WHAT TO DO
Everything in the listing must be repeated word for word.

[Opening DATA FOR THIS EXERCISE section]

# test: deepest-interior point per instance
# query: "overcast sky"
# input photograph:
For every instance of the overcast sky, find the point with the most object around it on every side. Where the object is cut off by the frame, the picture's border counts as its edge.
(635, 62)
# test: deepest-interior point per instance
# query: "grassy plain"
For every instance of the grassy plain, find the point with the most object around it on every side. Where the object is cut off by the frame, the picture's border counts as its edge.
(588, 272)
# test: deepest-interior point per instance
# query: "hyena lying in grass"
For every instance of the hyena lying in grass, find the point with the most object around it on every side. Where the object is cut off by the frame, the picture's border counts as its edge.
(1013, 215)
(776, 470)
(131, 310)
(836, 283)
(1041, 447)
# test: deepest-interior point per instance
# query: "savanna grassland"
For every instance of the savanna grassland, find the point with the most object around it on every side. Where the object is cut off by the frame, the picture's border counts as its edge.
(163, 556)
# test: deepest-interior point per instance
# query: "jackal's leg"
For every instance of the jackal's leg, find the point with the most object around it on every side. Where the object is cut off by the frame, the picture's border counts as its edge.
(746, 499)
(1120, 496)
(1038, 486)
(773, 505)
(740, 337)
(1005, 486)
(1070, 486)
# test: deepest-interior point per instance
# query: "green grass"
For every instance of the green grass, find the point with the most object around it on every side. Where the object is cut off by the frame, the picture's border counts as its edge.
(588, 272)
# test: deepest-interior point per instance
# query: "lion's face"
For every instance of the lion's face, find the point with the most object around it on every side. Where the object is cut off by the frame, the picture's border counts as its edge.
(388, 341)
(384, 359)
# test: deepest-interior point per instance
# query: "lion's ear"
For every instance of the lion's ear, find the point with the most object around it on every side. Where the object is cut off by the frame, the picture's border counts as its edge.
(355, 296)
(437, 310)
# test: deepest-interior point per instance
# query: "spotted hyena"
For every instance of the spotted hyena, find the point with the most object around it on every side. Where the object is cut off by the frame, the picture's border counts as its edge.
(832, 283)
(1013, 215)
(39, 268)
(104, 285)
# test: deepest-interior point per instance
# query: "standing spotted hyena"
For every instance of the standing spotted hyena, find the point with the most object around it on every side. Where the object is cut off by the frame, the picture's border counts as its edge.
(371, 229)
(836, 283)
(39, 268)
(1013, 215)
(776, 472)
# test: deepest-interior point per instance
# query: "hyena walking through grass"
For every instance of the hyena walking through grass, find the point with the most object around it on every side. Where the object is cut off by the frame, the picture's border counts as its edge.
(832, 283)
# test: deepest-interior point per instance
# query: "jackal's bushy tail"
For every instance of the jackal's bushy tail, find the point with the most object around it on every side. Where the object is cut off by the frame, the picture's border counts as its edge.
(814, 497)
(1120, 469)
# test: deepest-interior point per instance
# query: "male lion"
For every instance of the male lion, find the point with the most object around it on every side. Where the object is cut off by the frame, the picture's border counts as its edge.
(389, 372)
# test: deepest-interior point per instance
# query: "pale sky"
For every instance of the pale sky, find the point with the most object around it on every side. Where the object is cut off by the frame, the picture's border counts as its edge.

[Closing DATA FOR THIS EXERCISE section]

OUTPUT FOR THIS TASK
# test: deepest-interior point per instance
# query: "overcast sky"
# input photograph:
For every instance of the overcast sky, find the point with the most object around it on every side. Where the object is cut off by the frame, the picture's border counts as its edge.
(635, 62)
# test: deepest-interior point per instance
# query: "grassy plain"
For every instance of the grassy plain, find the point with the most object around it on every side. Where the object is cut off by the frame, the picture's border counts as its edge.
(588, 272)
# test: deepest-interior point per instance
# query: "hyena lying in grass"
For every instance of the hyena lying in grass, find the point with the most object around it on every side. Where the object is cut off by the frame, the picture's border counts as its edge.
(1013, 215)
(776, 470)
(131, 310)
(836, 283)
(1041, 447)
# test: deepest-interior point per instance
# query: "savanna grassland"
For every instance of the savanna grassland, find the point with the most object around it on every side. Where the object is cut off by the frame, the picture's border counts as its edge.
(163, 556)
# test: deepest-interior point per instance
# query: "jackal's leg"
For every instance of the jackal's leg, find the point with the most object around it on every side. Where the object is cut off by the frame, the picture's border counts as its edge.
(746, 499)
(1120, 496)
(1038, 486)
(773, 505)
(740, 337)
(1005, 486)
(1070, 486)
# test: deepest-interior point per instance
# query: "green grass"
For every instance of the green grass, find the point with the most object around it on every side. Where the object is cut off by the frame, the picture's border counts as its edge.
(588, 272)
# test: deepest-interior point per instance
# query: "lion's face"
For every instance of the lion's face, find the point with the most object around it on every side. Where the object is cut off by the frame, the picture's border counts as its edge.
(388, 341)
(384, 359)
# test: deepest-interior point per instance
# query: "lion's ear"
For every instance of the lion's ear, find the point with the most object around it on every side. Where the object is cut off by the frame, the picture's border counts as its edge.
(355, 296)
(437, 310)
# test: deepest-interior point per instance
# query: "spotted hyena"
For every instance of the spotted hyena, find the point with the most object around it on every side. Where the object is cut off by the frame, the picture's border counts as its edge.
(832, 283)
(1013, 215)
(39, 268)
(104, 285)
# test: deepest-interior point per instance
# query: "standing spotted hyena"
For every instance of the standing spotted hyena, find the point with the most object around it on every side. Where the object is cut off by the frame, the picture's border counts as its edge.
(371, 229)
(836, 283)
(39, 268)
(1013, 215)
(776, 472)
# test: deepest-interior point per instance
# query: "hyena walking through grass"
For every instance of the hyena walking through grass, find the point with the most object around it on every side. Where the object is cut off by the frame, the picture's border counts as its edge.
(832, 283)
# test: deepest-interior point per instance
# query: "jackal's bushy tail"
For every instance of the jackal's bushy tail, find the point with the most object around it on every side. Where the object is cut off by the frame, the picture's border counts as its edge.
(814, 497)
(1120, 469)
# test: deepest-interior point per instance
# query: "male lion"
For every instance of the male lion, find the point with the most object around it on every side. Where the object is cut off by the frame, the picture's border counts as its edge.
(389, 372)
# test: deepest-interior point per instance
# query: "pale sky"
For every instance of the pale sky, find the point with the most object around it on every side. Where the object is cut off by the frame, the picture's border counts as its edge.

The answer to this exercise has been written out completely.